* [EXCERPT]
##########

See Customer Metadata (Upload-Time Values).
For comprehensive documentation — nested paths, array indexing, dynamic keys, and full examples — see Attributes.
Transcript scope
Transcript Scope focuses metric evaluation on specific portions of a conversation rather than the entire transcript, reducing noise and improving accuracy for targeted assessments. It is available for all LLM Judge metrics (Binary, Numerical, Categorical) and Multimodal/Audio LLM Judge metrics.Configuration
Set the Transcript Scope toggle to:- Full (default) — Evaluate the entire transcript.
- Custom — Apply filters to focus on specific messages.

Role filter
Role filter
Limit evaluation to messages from specific speakers:
- Agent — Only assistant/agent messages
- User — Only user/customer messages
- Both — Messages from the selected roles
Range filter
Range filter
Limit evaluation to a portion of the conversation:
- Last N turns — Only the final N message exchanges
- First N turns — Only the opening N message exchanges
| Use case | Filter configuration |
|---|---|
| Evaluate only agent responses | Role filter: agent |
| Check the closing of a conversation | Range filter: Last 3 turns |
| Assess user sentiment only | Role filter: user |
| Focus on recent context | Range filter: Last N messages |
Scope for audio metrics
When using Transcript Scope with Multimodal/Audio LLM Judge metrics, Coval automatically:- Filters the transcript to the selected messages.
- Uses message timestamps to extract the corresponding audio segments.
- Merges adjacent segments (within 0.5 seconds) to avoid artifacts.
- Sends only the filtered audio to the LLM.
Benefits
- More accurate — Removes noise from irrelevant messages.
- Lower cost — Processes less content per evaluation.
- Faster — Smaller context means quicker LLM responses.

##########

(Free-text object descriptions)
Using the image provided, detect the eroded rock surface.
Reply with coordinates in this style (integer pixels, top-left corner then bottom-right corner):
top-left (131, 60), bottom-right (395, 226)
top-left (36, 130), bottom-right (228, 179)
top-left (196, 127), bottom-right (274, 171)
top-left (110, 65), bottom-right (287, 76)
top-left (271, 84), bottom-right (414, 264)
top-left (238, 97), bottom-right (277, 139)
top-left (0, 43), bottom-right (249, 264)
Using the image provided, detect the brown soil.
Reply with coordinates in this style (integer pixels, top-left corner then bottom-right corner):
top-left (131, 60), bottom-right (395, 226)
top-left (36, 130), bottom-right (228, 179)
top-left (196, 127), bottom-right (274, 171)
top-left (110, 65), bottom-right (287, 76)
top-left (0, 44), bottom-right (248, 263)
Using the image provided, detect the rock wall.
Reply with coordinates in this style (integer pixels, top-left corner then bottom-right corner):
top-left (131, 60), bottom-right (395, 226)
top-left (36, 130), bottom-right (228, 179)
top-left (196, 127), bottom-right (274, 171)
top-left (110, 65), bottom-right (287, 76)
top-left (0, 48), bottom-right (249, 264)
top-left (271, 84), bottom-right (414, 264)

##########

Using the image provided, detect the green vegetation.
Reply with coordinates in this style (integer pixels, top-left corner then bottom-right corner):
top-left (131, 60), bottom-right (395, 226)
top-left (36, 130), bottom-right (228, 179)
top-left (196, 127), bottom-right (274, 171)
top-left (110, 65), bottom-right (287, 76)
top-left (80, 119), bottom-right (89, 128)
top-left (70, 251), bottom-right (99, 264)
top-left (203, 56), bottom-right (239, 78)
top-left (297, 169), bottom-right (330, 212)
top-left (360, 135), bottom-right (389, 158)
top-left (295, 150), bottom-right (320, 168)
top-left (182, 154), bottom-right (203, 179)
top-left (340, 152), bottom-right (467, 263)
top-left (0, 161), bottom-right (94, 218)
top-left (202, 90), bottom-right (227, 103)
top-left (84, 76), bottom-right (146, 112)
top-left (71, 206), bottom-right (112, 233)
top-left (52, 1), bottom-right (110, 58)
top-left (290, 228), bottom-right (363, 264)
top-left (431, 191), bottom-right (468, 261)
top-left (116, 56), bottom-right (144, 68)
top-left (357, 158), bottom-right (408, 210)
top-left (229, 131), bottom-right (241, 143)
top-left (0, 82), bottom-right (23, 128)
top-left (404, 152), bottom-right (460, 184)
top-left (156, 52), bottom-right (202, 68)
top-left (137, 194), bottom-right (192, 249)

##########

* [PROBLEM 1] According to the Transcript Scope excerpt, how close together must adjacent audio segments be for Coval to merge them?
* [PROBLEM 2] Carry on with the Transcript Scope excerpt, starting right after its final line about faster LLM responses.
The listing has no connection to the Transcript Scope excerpt.

* [RESULT 1] Within 0.5 seconds of each other.

* [RESULT 2]
Trace context
Trace Context gives an LLM Judge or Composite Evaluation metric visibility into what your agent actually did — not just what it said — by including OpenTelemetry span data alongside the transcript. When Include Traces is enabled on a custom transcript scope, the judge receives aTRACE CONTEXT: block appended to its prompt. This block summarizes the conversation’s OTel spans: span names, timing windows, and key attributes like tool call names and function arguments. For Composite Evaluation metrics the same block is appended to every per-criterion prompt.
When to enable
Trace context is most valuable when the behavior you want to evaluate isn’t visible in the transcript alone:| Use case | Why traces help |
|---|---|
| Verify the agent used the right tools in the right order | Tool call spans show what functions were invoked and with what arguments |
| Catch hallucinations — agent claimed to do something it didn’t | Trace spans show whether the action actually occurred |
| Evaluate retrieval quality | Retrieval spans show what data was fetched before the agent responded |
| Assess error handling | Error spans reveal failures the agent may have silently recovered from |
How to enable
- Open or create a supported metric — LLM Judge (Binary, Numerical, Categorical, or Audio) or Composite Evaluation.
- Set Transcript Scope to Custom.
- In the custom scope panel, toggle Include Traces on.
Requirements
- Your agent must emit OpenTelemetry traces to Coval. See the OpenTelemetry Traces guide for setup.
- The simulation must have produced trace data. If none is available, the toggle has no effect and the prompt is sent without a trace block.